This article originally appeared in Age of Awareness.
Just in the last two weeks, conservative advocacy groups published a “woke heat map” of Missouri’s schools to combat “socialism”, the Ohio House passed a law that requires children to have their genitalia examined to “verify their sex” in sports if their “sex is disputed”, commentators fomented outrage at children attending an (optional) drag show, and personalities attempted to connect trans people with mass shootings.
The dialogue on teachers has shifted from “heroes” at the start of the pandemic in 2020, to “liars” in response to teaching racism (a “connection” to CRT) in 2021, to “groomers” due to fighting for LGBTQIA+ rights in 2022. Of course, the culture war descending into classrooms is nothing new. In order for us to understand how to combat these narratives, we can learn from previous instances of culture creep.
Prior to today’s outrage over critical race theory and LGTBQIA+ rights, there have been battles from W.E.B. DuBois to the Free Schools Movement — and over the 20th century — in regards to race, sex, history, and inclusion in schools. However, in the last 30 years the push to transform American schools into “traditional”, conservative spaces has grown massively.

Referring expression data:
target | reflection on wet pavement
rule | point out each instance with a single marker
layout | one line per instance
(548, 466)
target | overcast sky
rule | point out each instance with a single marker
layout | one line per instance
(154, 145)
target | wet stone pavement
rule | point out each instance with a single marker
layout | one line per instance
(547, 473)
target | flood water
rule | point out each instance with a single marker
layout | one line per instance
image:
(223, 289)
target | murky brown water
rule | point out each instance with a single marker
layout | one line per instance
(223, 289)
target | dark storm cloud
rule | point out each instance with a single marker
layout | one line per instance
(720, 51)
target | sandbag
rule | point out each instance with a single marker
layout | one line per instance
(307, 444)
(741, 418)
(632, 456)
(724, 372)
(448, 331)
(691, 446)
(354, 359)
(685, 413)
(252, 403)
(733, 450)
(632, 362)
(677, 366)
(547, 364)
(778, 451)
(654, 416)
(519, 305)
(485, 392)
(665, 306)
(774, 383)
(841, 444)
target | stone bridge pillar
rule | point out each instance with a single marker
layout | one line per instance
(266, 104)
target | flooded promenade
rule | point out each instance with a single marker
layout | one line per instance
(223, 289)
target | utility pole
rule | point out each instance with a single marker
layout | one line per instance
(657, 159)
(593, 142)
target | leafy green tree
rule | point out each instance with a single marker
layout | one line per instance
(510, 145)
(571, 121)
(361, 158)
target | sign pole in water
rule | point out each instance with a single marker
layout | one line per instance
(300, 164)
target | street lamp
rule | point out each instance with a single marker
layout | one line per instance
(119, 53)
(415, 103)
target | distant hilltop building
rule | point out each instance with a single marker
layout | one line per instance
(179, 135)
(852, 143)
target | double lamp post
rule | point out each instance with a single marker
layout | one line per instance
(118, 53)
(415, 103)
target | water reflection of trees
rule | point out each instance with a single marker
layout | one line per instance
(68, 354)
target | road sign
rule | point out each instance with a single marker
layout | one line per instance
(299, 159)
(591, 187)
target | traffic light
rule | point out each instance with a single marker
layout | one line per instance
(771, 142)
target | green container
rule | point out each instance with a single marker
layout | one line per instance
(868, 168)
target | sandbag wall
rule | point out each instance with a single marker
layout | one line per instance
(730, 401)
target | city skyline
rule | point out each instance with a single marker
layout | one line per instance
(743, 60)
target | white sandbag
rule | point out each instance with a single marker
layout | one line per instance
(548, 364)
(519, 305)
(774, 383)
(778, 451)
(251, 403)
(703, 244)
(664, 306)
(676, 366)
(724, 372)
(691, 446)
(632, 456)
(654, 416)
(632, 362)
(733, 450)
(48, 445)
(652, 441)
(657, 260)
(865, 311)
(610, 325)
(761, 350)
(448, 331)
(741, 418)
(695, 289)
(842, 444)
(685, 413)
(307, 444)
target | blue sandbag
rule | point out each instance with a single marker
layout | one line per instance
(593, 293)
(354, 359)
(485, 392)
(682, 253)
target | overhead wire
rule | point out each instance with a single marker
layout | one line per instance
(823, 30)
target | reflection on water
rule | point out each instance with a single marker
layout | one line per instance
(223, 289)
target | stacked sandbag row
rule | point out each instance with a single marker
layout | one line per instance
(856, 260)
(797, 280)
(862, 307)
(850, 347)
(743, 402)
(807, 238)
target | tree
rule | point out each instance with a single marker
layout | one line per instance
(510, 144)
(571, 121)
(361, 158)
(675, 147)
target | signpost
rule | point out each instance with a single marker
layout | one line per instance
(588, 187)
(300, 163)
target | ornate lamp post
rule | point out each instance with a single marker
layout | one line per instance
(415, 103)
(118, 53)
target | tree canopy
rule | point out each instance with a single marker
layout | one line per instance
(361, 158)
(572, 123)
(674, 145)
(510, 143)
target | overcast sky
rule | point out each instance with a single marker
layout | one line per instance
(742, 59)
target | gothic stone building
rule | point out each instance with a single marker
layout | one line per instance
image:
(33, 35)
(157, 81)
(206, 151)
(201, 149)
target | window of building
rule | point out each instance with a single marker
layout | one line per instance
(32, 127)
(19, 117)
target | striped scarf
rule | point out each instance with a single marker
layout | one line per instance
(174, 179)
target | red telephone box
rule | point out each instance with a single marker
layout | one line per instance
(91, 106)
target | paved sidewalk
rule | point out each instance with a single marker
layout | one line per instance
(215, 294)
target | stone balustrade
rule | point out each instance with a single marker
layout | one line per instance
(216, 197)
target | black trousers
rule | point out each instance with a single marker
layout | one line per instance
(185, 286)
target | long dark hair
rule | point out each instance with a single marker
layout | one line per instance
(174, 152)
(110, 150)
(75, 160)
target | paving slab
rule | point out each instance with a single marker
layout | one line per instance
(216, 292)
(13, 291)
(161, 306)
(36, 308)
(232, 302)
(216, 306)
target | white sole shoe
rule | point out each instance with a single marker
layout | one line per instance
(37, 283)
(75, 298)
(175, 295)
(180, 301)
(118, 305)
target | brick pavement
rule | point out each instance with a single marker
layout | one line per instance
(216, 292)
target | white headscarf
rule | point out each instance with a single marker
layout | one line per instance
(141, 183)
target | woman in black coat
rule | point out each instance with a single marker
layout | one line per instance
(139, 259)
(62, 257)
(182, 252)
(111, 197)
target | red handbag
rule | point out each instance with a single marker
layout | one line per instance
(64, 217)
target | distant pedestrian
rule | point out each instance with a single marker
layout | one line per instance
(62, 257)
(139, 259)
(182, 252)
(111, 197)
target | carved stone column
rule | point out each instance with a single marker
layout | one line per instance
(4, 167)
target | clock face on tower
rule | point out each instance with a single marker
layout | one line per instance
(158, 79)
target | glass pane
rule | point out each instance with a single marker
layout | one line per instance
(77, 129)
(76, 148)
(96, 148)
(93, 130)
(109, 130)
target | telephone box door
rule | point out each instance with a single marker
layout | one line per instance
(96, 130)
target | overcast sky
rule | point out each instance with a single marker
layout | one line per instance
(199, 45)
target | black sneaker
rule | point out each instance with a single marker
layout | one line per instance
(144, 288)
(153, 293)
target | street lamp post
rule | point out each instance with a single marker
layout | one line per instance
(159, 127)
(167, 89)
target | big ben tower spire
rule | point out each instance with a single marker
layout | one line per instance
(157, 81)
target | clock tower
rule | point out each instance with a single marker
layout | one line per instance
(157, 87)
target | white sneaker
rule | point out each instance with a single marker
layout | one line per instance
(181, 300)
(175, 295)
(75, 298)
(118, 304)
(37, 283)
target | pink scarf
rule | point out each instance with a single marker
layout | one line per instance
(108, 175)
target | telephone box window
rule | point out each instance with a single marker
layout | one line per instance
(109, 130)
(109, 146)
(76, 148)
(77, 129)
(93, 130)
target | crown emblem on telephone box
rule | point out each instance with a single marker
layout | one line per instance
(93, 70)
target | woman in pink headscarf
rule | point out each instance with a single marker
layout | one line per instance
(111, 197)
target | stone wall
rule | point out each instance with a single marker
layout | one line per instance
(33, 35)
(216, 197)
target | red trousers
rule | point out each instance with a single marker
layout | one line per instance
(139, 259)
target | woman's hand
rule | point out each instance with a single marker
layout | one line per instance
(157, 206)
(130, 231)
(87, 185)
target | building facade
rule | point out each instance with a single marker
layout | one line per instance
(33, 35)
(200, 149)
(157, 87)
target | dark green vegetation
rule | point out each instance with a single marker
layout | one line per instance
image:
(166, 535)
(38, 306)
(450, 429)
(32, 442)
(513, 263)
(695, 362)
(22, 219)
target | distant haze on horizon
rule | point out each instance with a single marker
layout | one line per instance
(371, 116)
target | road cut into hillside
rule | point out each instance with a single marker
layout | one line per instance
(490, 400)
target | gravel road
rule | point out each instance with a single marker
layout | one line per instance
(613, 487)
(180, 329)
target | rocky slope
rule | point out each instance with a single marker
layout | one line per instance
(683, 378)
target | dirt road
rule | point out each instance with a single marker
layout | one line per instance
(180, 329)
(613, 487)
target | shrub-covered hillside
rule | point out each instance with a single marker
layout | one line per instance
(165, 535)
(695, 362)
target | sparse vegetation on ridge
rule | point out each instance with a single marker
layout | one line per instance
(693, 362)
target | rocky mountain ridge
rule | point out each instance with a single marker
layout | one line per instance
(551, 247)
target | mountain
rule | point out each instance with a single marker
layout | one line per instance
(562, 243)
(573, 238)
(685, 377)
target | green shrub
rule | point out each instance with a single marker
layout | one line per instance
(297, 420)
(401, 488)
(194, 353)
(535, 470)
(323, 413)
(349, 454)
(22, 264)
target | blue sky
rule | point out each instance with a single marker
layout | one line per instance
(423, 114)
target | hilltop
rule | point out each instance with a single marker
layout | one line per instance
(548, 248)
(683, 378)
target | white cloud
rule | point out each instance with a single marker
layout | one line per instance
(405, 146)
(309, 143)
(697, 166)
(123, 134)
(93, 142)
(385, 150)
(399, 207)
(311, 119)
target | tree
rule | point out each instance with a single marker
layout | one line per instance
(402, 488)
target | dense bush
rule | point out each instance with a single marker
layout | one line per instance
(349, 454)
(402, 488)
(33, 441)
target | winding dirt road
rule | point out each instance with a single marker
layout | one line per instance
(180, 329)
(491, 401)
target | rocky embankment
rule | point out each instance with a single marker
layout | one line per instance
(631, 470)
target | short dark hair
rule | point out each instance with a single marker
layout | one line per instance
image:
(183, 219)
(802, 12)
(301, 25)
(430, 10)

§ **Questions to answer**:
1. From the article on culture wars in schools, list each word the dialogue used for teachers, along with the year the text gives for each.
2. Resume the article on culture wars in schools, starting after its final sentence.

§ **Answers to this exercise**:
1.
"heroes" (2020)
"liars" (2021)
"groomers" (2022)

2.
In the 1990s, the Christian Right movement gained legitimacy in US politics. Initially a collection of fairly unorganized groups, the Christian Right adopted more pragmatic strategies in the ’90s to gain political power. Rather than focusing on the “moral crusade”, organizers switched to building a political coalition against liberalism. In other words, less talk about “the dangers of pornography” and more about “liberals destroying the country.” A different coded language to dominate the political discourse.
Further, they shifted to a grassroots, local and state level focus. In 1996, the Christian Right leader Ralph Reed stated, “I would rather have a thousand school board members than one president and no school board members”, mirroring Donald Trump advisor Steve Bannon in 2021, “The path to save the nation is very simple — it’s going to go through the school boards.”
The movement grew strength with The Family Foundation, a 40,000+ person organization which was part of the 35 family-policy councils of Focus on the Family. They set up a 24/7, 7-day-a-week hotline that alerted activists on policy issues, as well as a fax network that provided talking points once a week, as well as hosted conferences and workshops with monthly print newsletter. These same policies spread across other Christian Right organizations and began the structure for a robust talking points network.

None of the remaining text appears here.